▸ **WHAT IS EXPECTED**
This exercise calls for every line of the data below with the string "stone" in it.

▼

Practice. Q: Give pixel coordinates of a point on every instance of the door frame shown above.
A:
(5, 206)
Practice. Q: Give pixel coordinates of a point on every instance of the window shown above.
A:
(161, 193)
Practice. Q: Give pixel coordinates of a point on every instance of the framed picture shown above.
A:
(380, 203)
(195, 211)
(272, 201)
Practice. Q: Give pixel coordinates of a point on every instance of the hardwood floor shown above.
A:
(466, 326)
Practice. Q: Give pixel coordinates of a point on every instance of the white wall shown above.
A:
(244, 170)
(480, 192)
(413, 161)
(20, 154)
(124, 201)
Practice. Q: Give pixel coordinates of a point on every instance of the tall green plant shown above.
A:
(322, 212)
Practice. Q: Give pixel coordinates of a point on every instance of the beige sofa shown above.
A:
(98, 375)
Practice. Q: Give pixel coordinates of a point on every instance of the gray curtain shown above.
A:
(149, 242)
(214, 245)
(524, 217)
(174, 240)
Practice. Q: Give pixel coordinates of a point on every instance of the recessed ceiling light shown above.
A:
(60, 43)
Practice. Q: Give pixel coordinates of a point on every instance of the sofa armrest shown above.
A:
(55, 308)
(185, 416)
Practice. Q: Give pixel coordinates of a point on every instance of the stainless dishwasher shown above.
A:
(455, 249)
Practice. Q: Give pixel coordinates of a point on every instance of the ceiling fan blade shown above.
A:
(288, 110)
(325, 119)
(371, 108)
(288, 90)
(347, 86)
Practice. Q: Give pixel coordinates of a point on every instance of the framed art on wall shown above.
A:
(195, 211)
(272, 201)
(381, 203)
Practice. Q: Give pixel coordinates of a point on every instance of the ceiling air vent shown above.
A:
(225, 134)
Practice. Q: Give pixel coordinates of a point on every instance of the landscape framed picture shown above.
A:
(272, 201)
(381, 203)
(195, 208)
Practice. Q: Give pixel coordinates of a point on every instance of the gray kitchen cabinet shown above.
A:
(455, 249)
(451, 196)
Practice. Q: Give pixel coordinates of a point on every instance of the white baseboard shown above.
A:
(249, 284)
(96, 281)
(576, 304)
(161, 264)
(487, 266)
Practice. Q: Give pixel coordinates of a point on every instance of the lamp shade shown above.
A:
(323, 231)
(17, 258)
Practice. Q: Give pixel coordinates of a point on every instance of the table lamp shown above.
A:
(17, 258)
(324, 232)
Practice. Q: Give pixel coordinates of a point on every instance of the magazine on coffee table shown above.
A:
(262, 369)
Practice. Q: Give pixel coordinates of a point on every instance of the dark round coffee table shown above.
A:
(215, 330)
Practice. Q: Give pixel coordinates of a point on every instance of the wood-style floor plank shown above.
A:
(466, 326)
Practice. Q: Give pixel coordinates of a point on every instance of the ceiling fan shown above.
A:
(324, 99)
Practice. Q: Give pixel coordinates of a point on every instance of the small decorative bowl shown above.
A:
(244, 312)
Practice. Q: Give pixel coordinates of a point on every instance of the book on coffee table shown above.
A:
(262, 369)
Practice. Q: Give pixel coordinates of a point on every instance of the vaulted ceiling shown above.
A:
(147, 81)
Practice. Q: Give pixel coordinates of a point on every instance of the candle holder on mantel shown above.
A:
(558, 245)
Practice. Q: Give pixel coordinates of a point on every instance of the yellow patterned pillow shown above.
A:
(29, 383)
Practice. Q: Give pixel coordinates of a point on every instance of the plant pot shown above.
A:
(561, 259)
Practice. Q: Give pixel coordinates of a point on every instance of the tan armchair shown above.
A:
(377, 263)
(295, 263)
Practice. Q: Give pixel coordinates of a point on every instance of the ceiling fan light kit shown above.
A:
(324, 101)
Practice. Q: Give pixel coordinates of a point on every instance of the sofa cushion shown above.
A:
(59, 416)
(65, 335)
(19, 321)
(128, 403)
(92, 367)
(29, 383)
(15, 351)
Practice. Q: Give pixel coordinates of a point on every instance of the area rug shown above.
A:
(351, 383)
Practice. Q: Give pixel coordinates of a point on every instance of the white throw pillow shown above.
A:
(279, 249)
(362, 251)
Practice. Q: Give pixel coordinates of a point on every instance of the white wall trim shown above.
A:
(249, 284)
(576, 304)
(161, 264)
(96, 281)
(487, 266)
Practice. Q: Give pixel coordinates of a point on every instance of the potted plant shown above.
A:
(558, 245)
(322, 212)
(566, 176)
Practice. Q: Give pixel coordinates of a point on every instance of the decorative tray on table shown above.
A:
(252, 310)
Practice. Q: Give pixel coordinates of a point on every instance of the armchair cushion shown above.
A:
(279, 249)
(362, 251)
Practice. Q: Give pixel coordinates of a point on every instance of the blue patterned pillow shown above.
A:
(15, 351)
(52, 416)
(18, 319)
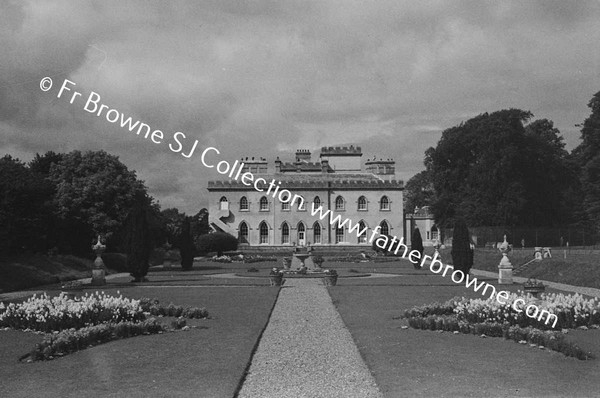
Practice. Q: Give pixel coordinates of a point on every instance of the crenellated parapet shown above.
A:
(342, 184)
(340, 151)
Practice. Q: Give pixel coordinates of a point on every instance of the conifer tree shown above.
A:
(462, 255)
(138, 243)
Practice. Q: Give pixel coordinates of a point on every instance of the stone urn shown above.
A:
(276, 277)
(330, 278)
(505, 268)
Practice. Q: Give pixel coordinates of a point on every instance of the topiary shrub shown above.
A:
(462, 254)
(217, 242)
(417, 244)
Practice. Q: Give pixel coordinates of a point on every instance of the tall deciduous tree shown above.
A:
(419, 191)
(137, 237)
(495, 170)
(25, 208)
(587, 157)
(94, 192)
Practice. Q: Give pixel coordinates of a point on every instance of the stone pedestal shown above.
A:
(98, 272)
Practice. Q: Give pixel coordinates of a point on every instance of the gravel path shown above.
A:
(306, 350)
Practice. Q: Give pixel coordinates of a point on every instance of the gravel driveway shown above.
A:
(306, 350)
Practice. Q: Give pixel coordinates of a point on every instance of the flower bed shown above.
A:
(71, 340)
(258, 258)
(490, 318)
(74, 324)
(46, 314)
(572, 311)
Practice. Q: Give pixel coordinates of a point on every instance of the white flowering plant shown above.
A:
(48, 314)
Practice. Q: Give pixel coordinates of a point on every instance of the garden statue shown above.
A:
(98, 273)
(505, 267)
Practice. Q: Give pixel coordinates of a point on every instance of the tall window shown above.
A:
(223, 203)
(339, 203)
(285, 233)
(243, 230)
(264, 204)
(264, 232)
(362, 203)
(244, 204)
(385, 229)
(285, 206)
(339, 234)
(317, 202)
(362, 238)
(384, 203)
(301, 206)
(316, 233)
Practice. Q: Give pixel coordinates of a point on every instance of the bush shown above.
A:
(217, 242)
(115, 261)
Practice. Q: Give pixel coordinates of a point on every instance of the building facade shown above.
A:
(369, 197)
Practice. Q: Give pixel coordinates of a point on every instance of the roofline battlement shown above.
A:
(341, 151)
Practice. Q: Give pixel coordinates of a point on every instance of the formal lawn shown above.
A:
(207, 361)
(408, 362)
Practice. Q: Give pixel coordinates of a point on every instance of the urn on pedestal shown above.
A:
(98, 272)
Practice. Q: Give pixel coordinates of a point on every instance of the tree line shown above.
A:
(503, 169)
(58, 203)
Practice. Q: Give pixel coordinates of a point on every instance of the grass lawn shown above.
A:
(576, 269)
(408, 362)
(28, 270)
(208, 361)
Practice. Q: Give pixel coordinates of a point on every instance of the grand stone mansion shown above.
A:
(369, 195)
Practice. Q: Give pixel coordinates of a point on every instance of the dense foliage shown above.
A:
(495, 169)
(462, 254)
(416, 243)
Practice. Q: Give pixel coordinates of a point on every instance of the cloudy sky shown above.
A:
(265, 77)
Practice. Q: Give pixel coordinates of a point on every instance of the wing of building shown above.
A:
(368, 197)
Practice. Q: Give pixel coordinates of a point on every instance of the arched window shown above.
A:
(285, 233)
(264, 204)
(264, 232)
(301, 206)
(434, 233)
(243, 232)
(223, 203)
(339, 203)
(384, 203)
(362, 203)
(317, 202)
(385, 229)
(362, 228)
(285, 206)
(339, 234)
(244, 204)
(316, 233)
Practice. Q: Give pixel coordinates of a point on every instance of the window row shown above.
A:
(340, 204)
(318, 232)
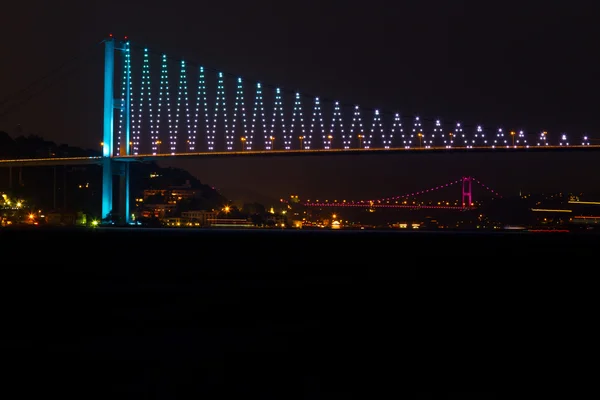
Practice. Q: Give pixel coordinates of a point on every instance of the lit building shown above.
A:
(204, 218)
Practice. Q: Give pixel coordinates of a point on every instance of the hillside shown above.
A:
(78, 188)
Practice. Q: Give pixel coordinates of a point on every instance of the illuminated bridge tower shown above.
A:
(110, 166)
(467, 194)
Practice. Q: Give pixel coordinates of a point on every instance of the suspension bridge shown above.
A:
(156, 106)
(407, 200)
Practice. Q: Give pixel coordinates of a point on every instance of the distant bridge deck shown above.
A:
(367, 205)
(36, 162)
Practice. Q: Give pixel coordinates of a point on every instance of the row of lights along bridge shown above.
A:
(517, 140)
(162, 111)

▲

▸ **SOLUTION TO THE PROBLEM**
Practice. Q: Give pixel coordinates of a point on every instance of the stone urn shown above.
Practice. Q: Give pixel coordinates of a point on every instance of the stone pedestal shown above.
Practice. Q: Give pixel coordinates of a point on every instance of the grand stone mansion shown above.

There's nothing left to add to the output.